Check your understanding
1. Please list every tool that the WTU-Eval passage says its evaluation is limited to.
2. Carry on the WTU-Eval passage from its final line, in the same style.

Passage to read START

Purpose: Optimize the generation of the correct Thought and Action steps.

Formally: Standard cross-entropy loss on the decision tokens.

Adaptation: Full fine-tuning

Training Data:

Curated dataset of 4000 examples from WTU-Eval training sets
GPT-4 used to generate the 'Thought' step for supervision
Correct actions selected for general questions (i.e., refrain from tool use)

Key Hyperparameters:

learning_rate: Not reported in the paper
batch_size: Not reported in the paper
epochs: Not reported in the paper

Compute: Not reported in the paper

Comparison to Prior Work

vs. ToolBench: WTU-Eval explicitly evaluates performance on *general* tasks when tools are available, measuring degradation due to misuse.
vs. Toolformer: WTU-Eval focuses on the decision boundary (whether-or-not) rather than just generation of calls.
vs. MetaTool: MetaTool assesses tool selection but ignores the *negative impact* (damage) of incorrect/unnecessary tool usage on general capabilities.

Limitations

Evaluation is limited to specific tools (Calculator, Search, Translator, Wiki) and may not generalize to all tool types.
Fine-tuning details (hyperparameters) are sparse, hindering exact reproduction.

Passage to read END
Extracted entries START

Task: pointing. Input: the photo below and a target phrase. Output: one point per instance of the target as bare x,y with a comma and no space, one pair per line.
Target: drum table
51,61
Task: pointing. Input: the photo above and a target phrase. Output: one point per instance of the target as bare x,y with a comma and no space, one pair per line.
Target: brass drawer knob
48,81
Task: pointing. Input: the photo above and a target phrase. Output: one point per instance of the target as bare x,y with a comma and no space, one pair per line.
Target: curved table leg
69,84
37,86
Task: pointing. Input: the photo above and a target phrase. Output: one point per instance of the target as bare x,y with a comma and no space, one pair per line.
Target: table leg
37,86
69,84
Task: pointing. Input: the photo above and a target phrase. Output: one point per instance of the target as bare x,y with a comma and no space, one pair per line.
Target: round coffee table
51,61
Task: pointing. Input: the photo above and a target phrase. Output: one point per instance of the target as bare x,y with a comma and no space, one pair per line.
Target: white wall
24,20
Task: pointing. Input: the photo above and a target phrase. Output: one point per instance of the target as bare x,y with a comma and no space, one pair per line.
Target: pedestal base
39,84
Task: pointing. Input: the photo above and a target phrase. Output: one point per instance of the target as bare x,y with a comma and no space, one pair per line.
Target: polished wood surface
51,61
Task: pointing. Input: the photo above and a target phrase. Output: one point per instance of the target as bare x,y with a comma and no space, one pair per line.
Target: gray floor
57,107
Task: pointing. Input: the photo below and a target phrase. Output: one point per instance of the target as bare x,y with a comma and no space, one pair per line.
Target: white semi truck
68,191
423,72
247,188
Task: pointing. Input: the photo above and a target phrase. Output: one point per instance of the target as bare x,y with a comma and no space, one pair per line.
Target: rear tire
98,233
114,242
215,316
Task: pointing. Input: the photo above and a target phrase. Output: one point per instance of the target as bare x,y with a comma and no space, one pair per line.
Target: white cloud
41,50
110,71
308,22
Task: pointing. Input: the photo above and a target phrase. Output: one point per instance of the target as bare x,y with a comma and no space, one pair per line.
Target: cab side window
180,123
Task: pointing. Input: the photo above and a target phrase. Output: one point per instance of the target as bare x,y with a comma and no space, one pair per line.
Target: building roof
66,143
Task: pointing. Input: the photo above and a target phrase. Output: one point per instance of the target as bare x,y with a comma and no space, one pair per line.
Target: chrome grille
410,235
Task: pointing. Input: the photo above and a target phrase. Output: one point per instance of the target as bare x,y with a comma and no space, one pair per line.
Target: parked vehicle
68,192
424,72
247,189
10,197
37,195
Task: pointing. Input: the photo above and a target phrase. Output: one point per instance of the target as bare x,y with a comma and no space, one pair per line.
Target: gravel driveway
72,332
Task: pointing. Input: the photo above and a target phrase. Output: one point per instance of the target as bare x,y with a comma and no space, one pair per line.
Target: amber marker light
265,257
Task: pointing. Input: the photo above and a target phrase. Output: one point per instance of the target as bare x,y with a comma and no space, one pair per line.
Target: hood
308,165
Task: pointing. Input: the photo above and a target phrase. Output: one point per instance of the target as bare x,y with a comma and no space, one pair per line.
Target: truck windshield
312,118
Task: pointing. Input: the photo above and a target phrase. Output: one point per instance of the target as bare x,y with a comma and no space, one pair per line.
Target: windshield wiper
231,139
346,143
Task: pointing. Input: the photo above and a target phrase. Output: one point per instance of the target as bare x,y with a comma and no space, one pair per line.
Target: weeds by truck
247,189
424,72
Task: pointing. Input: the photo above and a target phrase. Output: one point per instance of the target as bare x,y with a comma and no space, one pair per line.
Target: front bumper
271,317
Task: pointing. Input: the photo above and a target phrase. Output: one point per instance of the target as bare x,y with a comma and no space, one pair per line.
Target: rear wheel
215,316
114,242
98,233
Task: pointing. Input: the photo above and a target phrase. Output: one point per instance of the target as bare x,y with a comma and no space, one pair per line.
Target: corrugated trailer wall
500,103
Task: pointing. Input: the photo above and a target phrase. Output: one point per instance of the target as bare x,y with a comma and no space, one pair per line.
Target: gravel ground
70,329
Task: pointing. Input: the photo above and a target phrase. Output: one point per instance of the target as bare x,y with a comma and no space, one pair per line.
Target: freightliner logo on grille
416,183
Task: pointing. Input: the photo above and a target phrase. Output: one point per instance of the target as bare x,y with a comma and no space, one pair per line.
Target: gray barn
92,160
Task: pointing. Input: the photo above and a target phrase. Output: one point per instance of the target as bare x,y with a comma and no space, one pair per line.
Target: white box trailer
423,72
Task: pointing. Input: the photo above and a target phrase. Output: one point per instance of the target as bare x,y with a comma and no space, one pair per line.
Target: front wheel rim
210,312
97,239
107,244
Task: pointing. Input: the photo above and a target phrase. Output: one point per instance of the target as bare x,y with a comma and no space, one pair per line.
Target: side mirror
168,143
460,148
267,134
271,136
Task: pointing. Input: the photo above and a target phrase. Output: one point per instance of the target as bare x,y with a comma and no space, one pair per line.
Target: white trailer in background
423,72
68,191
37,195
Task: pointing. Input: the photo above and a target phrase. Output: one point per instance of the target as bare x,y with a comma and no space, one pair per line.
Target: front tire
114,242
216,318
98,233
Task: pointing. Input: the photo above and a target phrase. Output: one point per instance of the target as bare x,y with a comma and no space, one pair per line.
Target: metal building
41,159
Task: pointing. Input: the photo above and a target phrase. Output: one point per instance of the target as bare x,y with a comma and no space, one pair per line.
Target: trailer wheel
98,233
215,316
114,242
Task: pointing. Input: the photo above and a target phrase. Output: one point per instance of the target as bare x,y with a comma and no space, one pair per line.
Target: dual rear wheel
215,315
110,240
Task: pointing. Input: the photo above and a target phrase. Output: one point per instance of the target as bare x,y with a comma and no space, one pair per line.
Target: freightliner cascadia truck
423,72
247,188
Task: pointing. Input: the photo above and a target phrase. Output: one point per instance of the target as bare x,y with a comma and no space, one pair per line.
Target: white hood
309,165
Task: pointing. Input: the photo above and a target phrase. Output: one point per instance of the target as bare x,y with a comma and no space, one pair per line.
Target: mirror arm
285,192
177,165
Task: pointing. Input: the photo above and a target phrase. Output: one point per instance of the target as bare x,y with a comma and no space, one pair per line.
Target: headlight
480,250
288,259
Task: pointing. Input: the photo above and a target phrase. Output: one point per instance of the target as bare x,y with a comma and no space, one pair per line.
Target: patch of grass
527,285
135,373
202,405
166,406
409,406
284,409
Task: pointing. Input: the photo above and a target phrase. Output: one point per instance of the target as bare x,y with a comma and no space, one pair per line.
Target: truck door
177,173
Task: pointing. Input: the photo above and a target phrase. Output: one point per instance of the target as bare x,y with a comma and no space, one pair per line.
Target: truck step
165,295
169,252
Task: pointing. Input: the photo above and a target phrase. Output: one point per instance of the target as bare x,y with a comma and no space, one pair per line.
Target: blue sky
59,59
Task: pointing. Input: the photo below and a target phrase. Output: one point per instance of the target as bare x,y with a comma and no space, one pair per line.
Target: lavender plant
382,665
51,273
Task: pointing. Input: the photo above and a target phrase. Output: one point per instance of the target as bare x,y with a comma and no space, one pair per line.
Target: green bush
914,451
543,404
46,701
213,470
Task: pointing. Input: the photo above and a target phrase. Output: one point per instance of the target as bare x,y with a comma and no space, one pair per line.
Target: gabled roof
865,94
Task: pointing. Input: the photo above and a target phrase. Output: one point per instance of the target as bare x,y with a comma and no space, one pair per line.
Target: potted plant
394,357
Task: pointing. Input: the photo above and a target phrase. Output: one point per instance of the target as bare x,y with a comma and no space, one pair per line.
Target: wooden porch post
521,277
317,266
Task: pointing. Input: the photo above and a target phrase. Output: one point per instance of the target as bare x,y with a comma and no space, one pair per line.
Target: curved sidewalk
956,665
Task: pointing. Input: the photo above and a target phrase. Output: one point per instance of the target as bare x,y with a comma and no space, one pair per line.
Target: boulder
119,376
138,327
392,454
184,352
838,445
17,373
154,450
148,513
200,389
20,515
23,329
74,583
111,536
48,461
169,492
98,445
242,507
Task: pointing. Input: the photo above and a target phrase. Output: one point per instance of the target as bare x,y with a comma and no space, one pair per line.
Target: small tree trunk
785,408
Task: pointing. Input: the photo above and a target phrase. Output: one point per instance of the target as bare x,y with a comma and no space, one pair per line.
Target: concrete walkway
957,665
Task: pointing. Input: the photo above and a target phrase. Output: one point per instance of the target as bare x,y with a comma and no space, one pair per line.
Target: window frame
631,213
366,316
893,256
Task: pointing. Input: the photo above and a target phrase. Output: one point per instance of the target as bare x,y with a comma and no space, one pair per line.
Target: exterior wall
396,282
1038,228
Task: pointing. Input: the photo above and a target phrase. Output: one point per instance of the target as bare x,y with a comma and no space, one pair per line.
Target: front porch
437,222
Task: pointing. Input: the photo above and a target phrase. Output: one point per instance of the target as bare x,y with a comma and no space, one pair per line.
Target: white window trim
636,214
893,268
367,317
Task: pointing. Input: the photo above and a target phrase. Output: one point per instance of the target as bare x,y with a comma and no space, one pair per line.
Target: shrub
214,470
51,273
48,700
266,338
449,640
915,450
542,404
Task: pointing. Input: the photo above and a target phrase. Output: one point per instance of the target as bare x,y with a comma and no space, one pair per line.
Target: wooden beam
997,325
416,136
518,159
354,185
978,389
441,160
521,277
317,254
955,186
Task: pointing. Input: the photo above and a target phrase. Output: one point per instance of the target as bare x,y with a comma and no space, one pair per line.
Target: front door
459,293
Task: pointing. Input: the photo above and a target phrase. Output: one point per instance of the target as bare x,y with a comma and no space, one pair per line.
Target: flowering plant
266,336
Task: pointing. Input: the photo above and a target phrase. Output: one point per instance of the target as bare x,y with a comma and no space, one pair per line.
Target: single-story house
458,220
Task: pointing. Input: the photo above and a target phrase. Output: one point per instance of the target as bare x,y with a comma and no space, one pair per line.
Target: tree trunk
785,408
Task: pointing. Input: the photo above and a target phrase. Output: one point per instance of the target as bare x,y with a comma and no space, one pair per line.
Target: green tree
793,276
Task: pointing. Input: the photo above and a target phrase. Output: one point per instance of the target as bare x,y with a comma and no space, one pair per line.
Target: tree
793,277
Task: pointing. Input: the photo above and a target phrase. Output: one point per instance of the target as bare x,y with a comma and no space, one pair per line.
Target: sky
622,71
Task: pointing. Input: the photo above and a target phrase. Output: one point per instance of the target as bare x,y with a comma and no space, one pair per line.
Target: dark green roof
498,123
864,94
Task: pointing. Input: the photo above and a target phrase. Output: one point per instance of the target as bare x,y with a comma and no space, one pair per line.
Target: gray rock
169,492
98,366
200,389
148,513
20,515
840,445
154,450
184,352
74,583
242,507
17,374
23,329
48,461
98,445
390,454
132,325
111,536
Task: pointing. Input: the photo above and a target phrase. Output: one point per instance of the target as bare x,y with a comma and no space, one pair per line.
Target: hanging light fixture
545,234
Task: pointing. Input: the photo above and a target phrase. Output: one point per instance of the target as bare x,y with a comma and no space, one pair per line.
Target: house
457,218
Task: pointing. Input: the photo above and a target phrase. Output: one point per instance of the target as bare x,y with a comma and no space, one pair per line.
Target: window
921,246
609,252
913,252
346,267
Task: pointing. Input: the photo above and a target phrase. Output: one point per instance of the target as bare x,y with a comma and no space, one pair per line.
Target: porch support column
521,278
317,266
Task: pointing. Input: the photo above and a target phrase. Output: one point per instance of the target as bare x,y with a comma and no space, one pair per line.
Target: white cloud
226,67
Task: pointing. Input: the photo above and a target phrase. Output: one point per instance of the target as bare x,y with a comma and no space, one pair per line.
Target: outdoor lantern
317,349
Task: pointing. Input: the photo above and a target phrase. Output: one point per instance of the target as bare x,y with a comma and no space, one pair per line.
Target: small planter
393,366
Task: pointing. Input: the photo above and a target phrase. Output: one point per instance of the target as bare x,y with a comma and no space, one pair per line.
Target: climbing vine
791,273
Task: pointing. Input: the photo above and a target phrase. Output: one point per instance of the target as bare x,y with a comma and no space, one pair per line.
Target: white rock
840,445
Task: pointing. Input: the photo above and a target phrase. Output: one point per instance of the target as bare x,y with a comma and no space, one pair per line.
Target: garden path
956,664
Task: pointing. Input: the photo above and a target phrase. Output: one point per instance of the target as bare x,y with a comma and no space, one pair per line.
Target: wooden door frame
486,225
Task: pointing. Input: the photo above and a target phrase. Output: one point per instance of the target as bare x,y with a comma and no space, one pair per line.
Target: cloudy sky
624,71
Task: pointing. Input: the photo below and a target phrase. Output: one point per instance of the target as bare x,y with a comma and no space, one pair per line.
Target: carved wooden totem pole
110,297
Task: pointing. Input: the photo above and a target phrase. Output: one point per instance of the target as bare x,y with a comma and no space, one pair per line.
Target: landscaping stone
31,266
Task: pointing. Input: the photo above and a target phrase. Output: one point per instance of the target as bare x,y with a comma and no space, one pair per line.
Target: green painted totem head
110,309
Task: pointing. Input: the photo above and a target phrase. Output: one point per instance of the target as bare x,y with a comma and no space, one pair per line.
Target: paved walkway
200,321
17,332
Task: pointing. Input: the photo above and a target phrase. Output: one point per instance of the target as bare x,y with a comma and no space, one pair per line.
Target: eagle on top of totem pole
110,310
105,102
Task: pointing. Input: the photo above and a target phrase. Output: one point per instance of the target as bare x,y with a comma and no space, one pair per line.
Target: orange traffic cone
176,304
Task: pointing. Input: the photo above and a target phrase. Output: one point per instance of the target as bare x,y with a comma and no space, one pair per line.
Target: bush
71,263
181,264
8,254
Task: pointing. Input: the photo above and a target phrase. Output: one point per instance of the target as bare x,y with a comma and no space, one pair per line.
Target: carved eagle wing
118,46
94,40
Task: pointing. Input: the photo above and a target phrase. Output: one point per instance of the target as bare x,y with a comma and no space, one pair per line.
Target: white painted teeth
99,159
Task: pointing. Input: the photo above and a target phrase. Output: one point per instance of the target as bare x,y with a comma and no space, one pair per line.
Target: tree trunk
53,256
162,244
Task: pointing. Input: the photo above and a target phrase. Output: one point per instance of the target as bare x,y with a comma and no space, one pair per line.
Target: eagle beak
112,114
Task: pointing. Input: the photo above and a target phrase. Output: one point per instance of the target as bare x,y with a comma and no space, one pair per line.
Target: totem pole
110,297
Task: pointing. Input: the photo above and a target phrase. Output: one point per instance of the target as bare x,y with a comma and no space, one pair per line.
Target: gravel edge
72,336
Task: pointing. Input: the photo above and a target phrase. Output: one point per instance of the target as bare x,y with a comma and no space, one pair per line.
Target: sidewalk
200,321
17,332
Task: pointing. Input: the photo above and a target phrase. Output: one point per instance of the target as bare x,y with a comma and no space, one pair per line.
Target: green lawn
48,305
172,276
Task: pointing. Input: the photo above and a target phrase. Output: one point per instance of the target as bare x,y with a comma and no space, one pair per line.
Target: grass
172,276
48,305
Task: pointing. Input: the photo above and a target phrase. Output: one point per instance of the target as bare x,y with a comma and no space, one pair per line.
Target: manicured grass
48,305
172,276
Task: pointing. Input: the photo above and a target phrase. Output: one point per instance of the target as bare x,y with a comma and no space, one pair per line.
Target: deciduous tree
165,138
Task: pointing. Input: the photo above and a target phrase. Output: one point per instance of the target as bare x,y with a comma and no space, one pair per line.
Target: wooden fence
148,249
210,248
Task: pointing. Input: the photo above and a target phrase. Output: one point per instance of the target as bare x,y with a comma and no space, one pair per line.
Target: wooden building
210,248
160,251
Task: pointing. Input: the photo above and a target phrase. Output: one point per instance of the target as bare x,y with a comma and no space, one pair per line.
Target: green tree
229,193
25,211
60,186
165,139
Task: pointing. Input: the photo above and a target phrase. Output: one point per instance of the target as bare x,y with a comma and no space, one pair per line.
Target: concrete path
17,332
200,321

Extracted entries END

Answers for this exercise
1. Calculator, Search, Translator, Wiki

2.
Reliance on proprietary LLMs (GPT-4) for generating training data for the 'Thought' step.

Reproducibility

Code and benchmark not yet released (paper states 'We will release the WTU-Eval benchmark'). Prompts for zero-shot and few-shot are described in Appendix D. Specific hyperparameters for fine-tuning are missing.

📊 Experiments & Results

Evaluation Setup

ReACT framework used for all models. Comparison of 4 settings: R1 (Tool-Task, No Tool), R2 (Tool-Task, With Tool), R3 (General-Task, No Tool), R4 (General-Task, With Tool).

Benchmarks:

Tool-Usage Datasets (Tasks requiring external info/compute)
General Datasets (Commonsense/Reasoning solvable by LLM)

Metrics:

Accuracy
Call Rate (frequency of tool invocation)
Incorrect Tool Usage Rate
Statistical methodology: Not explicitly reported in the paper

Key Results

Benchmark	Metric	Baseline	This Paper	Δ
Impact of tool availability on General Datasets (comparing R3 vs R4). Demonstrates that tool access often hurts performance on tasks that don't need tools.
BoolQ (General)	Accuracy (Zero-shot)	83.6	59.3	-24.3
PIQA (General)	Accuracy (Zero-shot)	78.4	46.1	-32.3
Impact of decision-aware fine-tuning (SFT) on Llama2-7B performance.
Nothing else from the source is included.